* _TASK DETAILS_
Present the lines below as a Markdown table with the columns Row and Line, numbering each row and skipping any blank lines. Omit the pictures from the table.

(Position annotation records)
══════

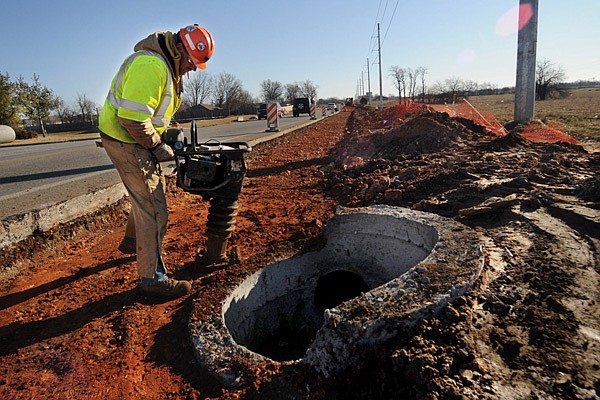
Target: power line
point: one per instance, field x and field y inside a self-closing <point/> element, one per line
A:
<point x="391" y="19"/>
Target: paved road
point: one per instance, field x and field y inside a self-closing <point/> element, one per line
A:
<point x="32" y="177"/>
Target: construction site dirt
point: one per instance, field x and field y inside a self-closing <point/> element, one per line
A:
<point x="73" y="325"/>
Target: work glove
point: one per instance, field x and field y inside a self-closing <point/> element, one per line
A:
<point x="163" y="152"/>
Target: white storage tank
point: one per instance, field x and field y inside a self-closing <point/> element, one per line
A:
<point x="7" y="134"/>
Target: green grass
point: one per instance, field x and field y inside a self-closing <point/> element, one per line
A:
<point x="578" y="114"/>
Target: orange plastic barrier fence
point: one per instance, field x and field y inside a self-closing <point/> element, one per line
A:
<point x="537" y="131"/>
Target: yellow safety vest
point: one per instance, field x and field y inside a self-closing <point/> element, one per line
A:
<point x="142" y="89"/>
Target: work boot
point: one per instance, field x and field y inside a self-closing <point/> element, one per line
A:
<point x="169" y="289"/>
<point x="127" y="245"/>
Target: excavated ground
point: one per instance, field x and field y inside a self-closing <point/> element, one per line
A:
<point x="72" y="325"/>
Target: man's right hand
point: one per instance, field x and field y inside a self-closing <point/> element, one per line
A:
<point x="163" y="152"/>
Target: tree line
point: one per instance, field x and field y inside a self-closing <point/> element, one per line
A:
<point x="21" y="100"/>
<point x="33" y="102"/>
<point x="411" y="84"/>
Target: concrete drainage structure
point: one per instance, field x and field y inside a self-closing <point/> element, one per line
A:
<point x="381" y="271"/>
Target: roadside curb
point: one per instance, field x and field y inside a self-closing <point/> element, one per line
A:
<point x="19" y="227"/>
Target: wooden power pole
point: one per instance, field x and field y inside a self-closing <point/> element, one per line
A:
<point x="526" y="53"/>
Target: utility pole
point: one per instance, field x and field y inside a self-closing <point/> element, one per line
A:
<point x="369" y="82"/>
<point x="362" y="76"/>
<point x="380" y="78"/>
<point x="526" y="54"/>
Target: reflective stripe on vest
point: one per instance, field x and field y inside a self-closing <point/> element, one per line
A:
<point x="158" y="116"/>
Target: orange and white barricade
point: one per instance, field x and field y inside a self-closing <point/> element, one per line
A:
<point x="272" y="119"/>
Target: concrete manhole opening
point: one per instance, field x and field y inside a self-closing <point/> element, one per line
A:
<point x="381" y="270"/>
<point x="277" y="312"/>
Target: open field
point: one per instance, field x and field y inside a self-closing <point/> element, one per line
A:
<point x="578" y="114"/>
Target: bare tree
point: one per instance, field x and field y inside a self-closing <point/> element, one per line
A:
<point x="271" y="90"/>
<point x="85" y="106"/>
<point x="421" y="72"/>
<point x="292" y="91"/>
<point x="36" y="100"/>
<point x="308" y="89"/>
<point x="9" y="108"/>
<point x="197" y="89"/>
<point x="548" y="80"/>
<point x="227" y="91"/>
<point x="470" y="87"/>
<point x="454" y="85"/>
<point x="399" y="76"/>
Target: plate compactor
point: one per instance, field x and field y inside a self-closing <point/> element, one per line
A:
<point x="215" y="171"/>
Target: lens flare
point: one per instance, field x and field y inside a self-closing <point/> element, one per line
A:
<point x="467" y="56"/>
<point x="514" y="20"/>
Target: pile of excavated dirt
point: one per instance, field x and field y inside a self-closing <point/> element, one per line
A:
<point x="73" y="326"/>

══════

* _OUTPUT BELOW_
| Row | Line |
|---|---|
| 1 | Target: power line |
| 2 | point: one per instance, field x and field y inside a self-closing <point/> element, one per line |
| 3 | A: |
| 4 | <point x="391" y="19"/> |
| 5 | Target: paved road |
| 6 | point: one per instance, field x and field y inside a self-closing <point/> element, one per line |
| 7 | A: |
| 8 | <point x="32" y="177"/> |
| 9 | Target: construction site dirt |
| 10 | point: one per instance, field x and field y inside a self-closing <point/> element, one per line |
| 11 | A: |
| 12 | <point x="73" y="325"/> |
| 13 | Target: work glove |
| 14 | point: one per instance, field x and field y inside a self-closing <point/> element, one per line |
| 15 | A: |
| 16 | <point x="163" y="152"/> |
| 17 | Target: white storage tank |
| 18 | point: one per instance, field x and field y inside a self-closing <point/> element, one per line |
| 19 | A: |
| 20 | <point x="7" y="134"/> |
| 21 | Target: green grass |
| 22 | point: one per instance, field x and field y inside a self-closing <point/> element, one per line |
| 23 | A: |
| 24 | <point x="578" y="114"/> |
| 25 | Target: orange plastic barrier fence |
| 26 | point: one per instance, field x and field y inside a self-closing <point/> element, one per line |
| 27 | A: |
| 28 | <point x="537" y="131"/> |
| 29 | Target: yellow safety vest |
| 30 | point: one per instance, field x and field y inside a self-closing <point/> element, one per line |
| 31 | A: |
| 32 | <point x="142" y="89"/> |
| 33 | Target: work boot |
| 34 | point: one per instance, field x and field y inside a self-closing <point/> element, one per line |
| 35 | A: |
| 36 | <point x="169" y="289"/> |
| 37 | <point x="127" y="245"/> |
| 38 | Target: excavated ground |
| 39 | point: one per instance, field x and field y inside a self-closing <point/> element, one per line |
| 40 | A: |
| 41 | <point x="72" y="325"/> |
| 42 | Target: man's right hand |
| 43 | point: one per instance, field x and field y inside a self-closing <point/> element, one per line |
| 44 | A: |
| 45 | <point x="163" y="152"/> |
| 46 | Target: tree line |
| 47 | point: one per instance, field x and field y inside a self-closing <point/> element, one per line |
| 48 | A: |
| 49 | <point x="21" y="100"/> |
| 50 | <point x="33" y="102"/> |
| 51 | <point x="411" y="84"/> |
| 52 | Target: concrete drainage structure |
| 53 | point: one per instance, field x and field y inside a self-closing <point/> element, one per line |
| 54 | A: |
| 55 | <point x="381" y="271"/> |
| 56 | Target: roadside curb |
| 57 | point: one per instance, field x and field y inside a self-closing <point/> element, one per line |
| 58 | A: |
| 59 | <point x="19" y="227"/> |
| 60 | Target: wooden power pole |
| 61 | point: one per instance, field x and field y inside a self-closing <point/> element, one per line |
| 62 | A: |
| 63 | <point x="526" y="53"/> |
| 64 | Target: utility pole |
| 65 | point: one per instance, field x and field y inside a self-closing <point/> element, one per line |
| 66 | A: |
| 67 | <point x="369" y="82"/> |
| 68 | <point x="362" y="76"/> |
| 69 | <point x="380" y="78"/> |
| 70 | <point x="526" y="54"/> |
| 71 | Target: reflective stripe on vest |
| 72 | point: one per instance, field x and field y inside a self-closing <point/> element, one per line |
| 73 | A: |
| 74 | <point x="158" y="116"/> |
| 75 | Target: orange and white barricade |
| 76 | point: one per instance, field x and field y inside a self-closing <point/> element, one per line |
| 77 | A: |
| 78 | <point x="272" y="119"/> |
| 79 | Target: concrete manhole opening |
| 80 | point: one per instance, field x and field y inside a self-closing <point/> element, one per line |
| 81 | A: |
| 82 | <point x="381" y="270"/> |
| 83 | <point x="277" y="312"/> |
| 84 | Target: open field |
| 85 | point: one per instance, field x and field y inside a self-closing <point/> element, one per line |
| 86 | A: |
| 87 | <point x="578" y="114"/> |
| 88 | Target: bare tree |
| 89 | point: one per instance, field x and field y inside a self-closing <point/> element, one per line |
| 90 | A: |
| 91 | <point x="271" y="90"/> |
| 92 | <point x="85" y="106"/> |
| 93 | <point x="421" y="72"/> |
| 94 | <point x="292" y="91"/> |
| 95 | <point x="36" y="100"/> |
| 96 | <point x="308" y="89"/> |
| 97 | <point x="9" y="108"/> |
| 98 | <point x="197" y="89"/> |
| 99 | <point x="548" y="80"/> |
| 100 | <point x="227" y="91"/> |
| 101 | <point x="470" y="87"/> |
| 102 | <point x="454" y="85"/> |
| 103 | <point x="399" y="76"/> |
| 104 | Target: plate compactor |
| 105 | point: one per instance, field x and field y inside a self-closing <point/> element, one per line |
| 106 | A: |
| 107 | <point x="215" y="171"/> |
| 108 | Target: lens flare |
| 109 | point: one per instance, field x and field y inside a self-closing <point/> element, one per line |
| 110 | A: |
| 111 | <point x="467" y="56"/> |
| 112 | <point x="514" y="20"/> |
| 113 | Target: pile of excavated dirt |
| 114 | point: one per instance, field x and field y inside a self-closing <point/> element, one per line |
| 115 | A: |
| 116 | <point x="73" y="326"/> |